Tatsächlich wurden die Black Studies in den USA, aus denen sie stammen, von der schwarzen Bürgerrechtsbewegung über Jahrzehnte erkämpft. Eine Vorkämpferin ist Angela Davis. In San Francisco entstand 1969 der erste Studiengang; viele folgten. Ihr Auftrag war von Beginn an dreifach: Menschen, die jahrhundertelang Objekt und nicht Subjekt der Geschichte waren, wollten auch auf wissenschaftlicher Ebene die Geschichte der Welt endlich selbst erzählen und so neue Narrative schaffen. Zudem sollten schwarze Lehrende Role Models für afroamerikanische Studierende sein und, drittens, dem Rassismus in der akademischen Welt etwas entgegensetzen.

Nicht allgemein akzeptiert

Die Mitglieder der Bremer Gruppe verweisen darauf, dass sich die Frage in ihrem Fall anders stelle. Es gäbe nur wenige schwarze Wissenschaftler in Deutschland. „Und auch die Black Studies sind nicht allgemein akzeptiert“, sagt Carsten Junker. An letzterem habe die Gruppe etwas ändern wollen – offensichtlich „in einer so nicht handlungsfähigen Konstellation“. Allerdings: unter der Führung einer Professorin, die seit 30 Jahren zu Themen rund um Gender und Blackness lehrt, in den Vereinigten Staaten wie in Deutschland. Und die nicht zuletzt dafür gesorgt hat, dass die Hansestadt Bremen sich mittlerweile mit der Frage befasst, warum neben der Stadthalle ein steinerner Elefant steht; an einer Straße, die den Namen eines Zuckerhändlers trägt, dessen Reichtum auf Sklavenarbeit basierte. Man würde gern mit Sabine Broeck darüber sprechen, wie sie den Konflikt erlebt; sie will sich allerdings zurzeit nicht äußern. Carsten Junker, der hörbar auch enttäuscht ist von dem Vorgang, sagt: „Wenn die Debatte etwas Gutes haben kann, dann, dass Auswirkungen von weißen Mehrheitsverhältnissen in der deutschen Wissenschaft zur Diskussion gestellt werden können.“

Das werden sie nun auch. Prof. Dr. Yasemin Karakasoglu, Konrektorin für Interkulturalität und Internationalität der Uni Bremen, hat den Verfassern des Community Statement eine Debatte über „diskriminierende und rassistische Strukturen“ an der Uni zugesichert. Einen Ort dafür gibt es bereits: die Ringvorlesung „Diversity@Uni Bremen: exzellent und chancengerecht?“. Sie hat ebenjenen Zweck, regelmäßig die Frage nach Beteiligung und Ausschluss in der Wissenschaft zu stellen.

» **Was zu tun ist**:
1/ Gib den Text über die Black Studies zwischen „Das werden sie“ und „Wissenschaft zu stellen.“ einschließlich wortgetreu wieder.
2/ In welchem Jahr entstand laut dem Text über die Black Studies der erste Studiengang in San Francisco?

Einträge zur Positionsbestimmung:
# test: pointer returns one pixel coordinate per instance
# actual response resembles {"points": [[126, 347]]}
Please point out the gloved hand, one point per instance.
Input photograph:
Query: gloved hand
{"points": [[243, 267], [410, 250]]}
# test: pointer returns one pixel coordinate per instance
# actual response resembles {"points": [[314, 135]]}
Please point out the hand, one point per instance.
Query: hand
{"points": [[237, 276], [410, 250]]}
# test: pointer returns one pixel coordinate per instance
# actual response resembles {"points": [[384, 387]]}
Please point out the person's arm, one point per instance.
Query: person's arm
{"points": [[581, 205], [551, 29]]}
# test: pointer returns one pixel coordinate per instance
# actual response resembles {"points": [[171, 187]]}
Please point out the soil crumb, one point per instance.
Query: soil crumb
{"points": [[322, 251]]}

---

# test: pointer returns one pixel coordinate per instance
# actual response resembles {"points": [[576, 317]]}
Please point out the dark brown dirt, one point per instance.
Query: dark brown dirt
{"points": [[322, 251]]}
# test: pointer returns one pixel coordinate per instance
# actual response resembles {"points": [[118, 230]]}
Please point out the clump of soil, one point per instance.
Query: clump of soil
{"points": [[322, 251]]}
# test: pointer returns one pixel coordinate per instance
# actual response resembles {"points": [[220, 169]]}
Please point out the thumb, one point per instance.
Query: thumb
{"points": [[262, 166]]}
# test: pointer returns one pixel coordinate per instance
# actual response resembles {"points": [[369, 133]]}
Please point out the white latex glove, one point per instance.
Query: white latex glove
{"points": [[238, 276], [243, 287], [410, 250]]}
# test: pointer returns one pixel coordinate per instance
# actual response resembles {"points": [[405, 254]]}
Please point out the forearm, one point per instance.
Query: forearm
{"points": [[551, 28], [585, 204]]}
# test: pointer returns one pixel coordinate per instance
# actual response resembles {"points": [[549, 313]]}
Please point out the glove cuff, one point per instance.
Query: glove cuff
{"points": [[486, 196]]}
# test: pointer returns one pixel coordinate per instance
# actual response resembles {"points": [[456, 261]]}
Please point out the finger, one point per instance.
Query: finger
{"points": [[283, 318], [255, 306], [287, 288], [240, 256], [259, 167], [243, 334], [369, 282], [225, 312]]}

» **Antworten der Reihe nach**:
1/
Das werden sie nun auch. Prof. Dr. Yasemin Karakasoglu, Konrektorin für Interkulturalität und Internationalität der Uni Bremen, hat den Verfassern des Community Statement eine Debatte über „diskriminierende und rassistische Strukturen“ an der Uni zugesichert. Einen Ort dafür gibt es bereits: die Ringvorlesung „Diversity@Uni Bremen: exzellent und chancengerecht?“. Sie hat ebenjenen Zweck, regelmäßig die Frage nach Beteiligung und Ausschluss in der Wissenschaft zu stellen.

2/ 1969